RFC: Use Lerna with monorepo for core packages

justingreenberg commented 8 years ago

as the feathers ecosystem continues to evolve, it is becoming increasingly difficult for both users and maintainers to track dependencies, coordinate tandem releases, keep docs in sync, etc.

it is also difficult to at a glance to differentiate between core feathers and external plugins in the feathers organization

tl;dr: i recently used https://github.com/lerna/lerna (used by babel, react, angular, meteor etc) to migrate a large back office project with many custom npm modules into a "mono-repo", and it was incredibly simple. it automatically creates symlinks, i cannot express how much simpler maintenance is and how much time this has saved our developers....

feathers/       # https://github.comfeathersjsfeathers
    /scripts/    # manage releases, etc
    /packages/   # core feathers modules
        /feathers
        /feathers-client
        /feathers-commons
        /feathers-hooks
        /feathers-query-filters
        /feathers-rest
        /feathers-service-tests
        /feathers-socket-commons
        /feathers-authentication
        /feathers-authentication-client
        /feathers-authentication-jwt
        /feathers-authentication-local
        /feathers-authentication-oauth1
        /feathers-authentication-oauth2
        /feathers-authentication-permissions
        /feathers-authentication-popups
        /feathers-knex
        /feathers-localstorage
        /feathers-memory
        /feathers-mongodb
        /feathers-mongoose
        /feathers-nedb
        /feathers-sequelize
        /feathers-batch
        /feathers-bootstrap
        /feathers-configuration
        /feathers-hooks-common
        /feathers-socket-commons
        /feathers-swagger

or it could further be broken down by functionality...

--- DATA SECTION ---
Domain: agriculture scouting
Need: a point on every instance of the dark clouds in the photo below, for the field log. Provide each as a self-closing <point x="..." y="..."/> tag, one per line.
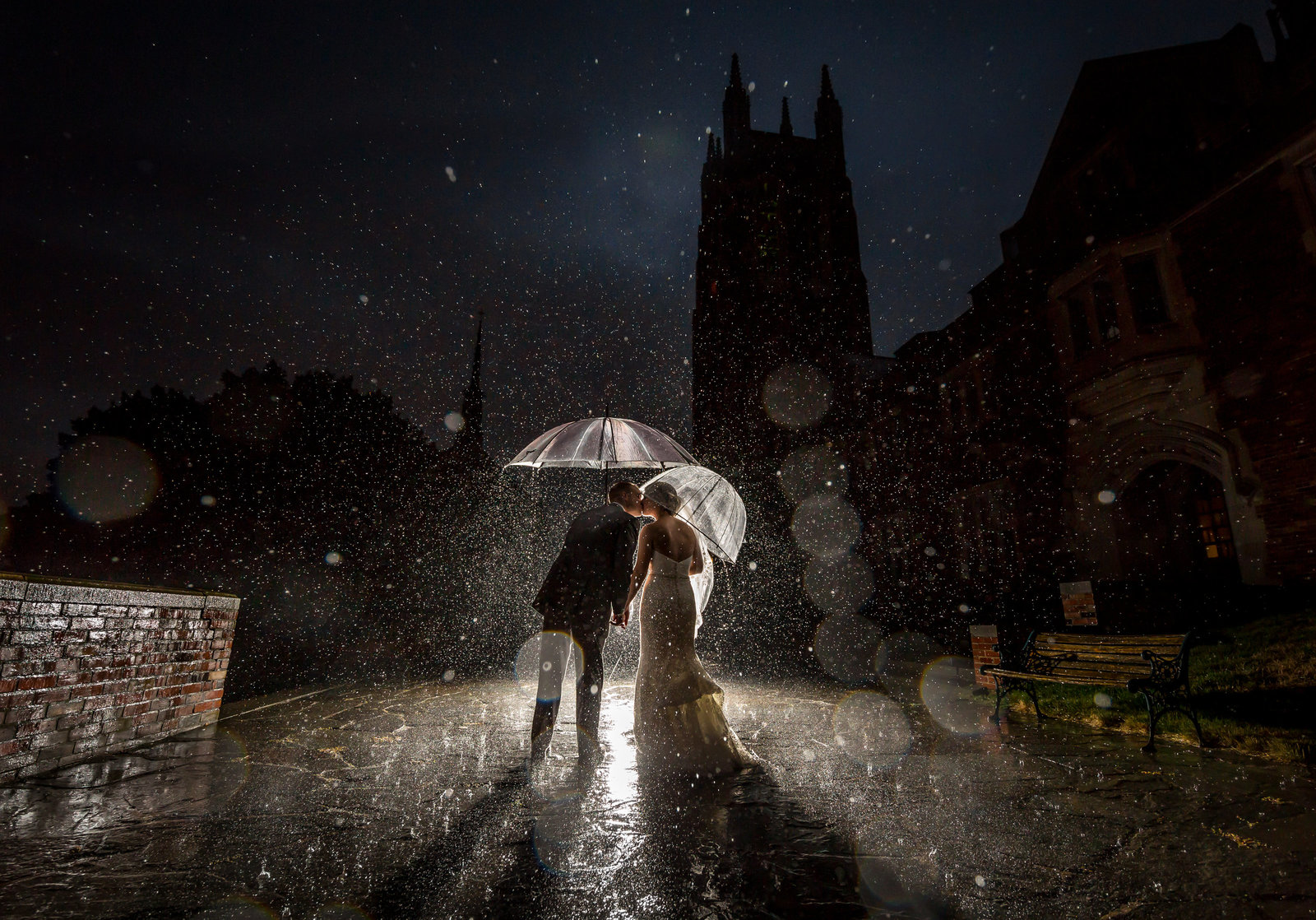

--- THINGS TO DO ---
**A.** Translate this sentence from the Lerna monorepo thread into Spanish: "as the feathers ecosystem continues to evolve, it is becoming increasingly difficult for both users and maintainers to track dependencies, coordinate tandem releases, keep docs in sync, etc."
**B.** Transcribe the stretch of the Lerna monorepo thread from "justingreenberg commented 8" through "saved our developers....", keeping every character unchanged.
The listing above is not needed for this work.

--- OUTPUTS ---
**A.** A medida que el ecosistema de feathers sigue evolucionando, resulta cada vez más difícil tanto para los usuarios como para los mantenedores seguir las dependencias, coordinar lanzamientos conjuntos, mantener la documentación sincronizada, etc.

**B.**
justingreenberg commented 8 years ago

as the feathers ecosystem continues to evolve, it is becoming increasingly difficult for both users and maintainers to track dependencies, coordinate tandem releases, keep docs in sync, etc.

it is also difficult to at a glance to differentiate between core feathers and external plugins in the feathers organization

tl;dr: i recently used https://github.com/lerna/lerna (used by babel, react, angular, meteor etc) to migrate a large back office project with many custom npm modules into a "mono-repo", and it was incredibly simple. it automatically creates symlinks, i cannot express how much simpler maintenance is and how much time this has saved our developers....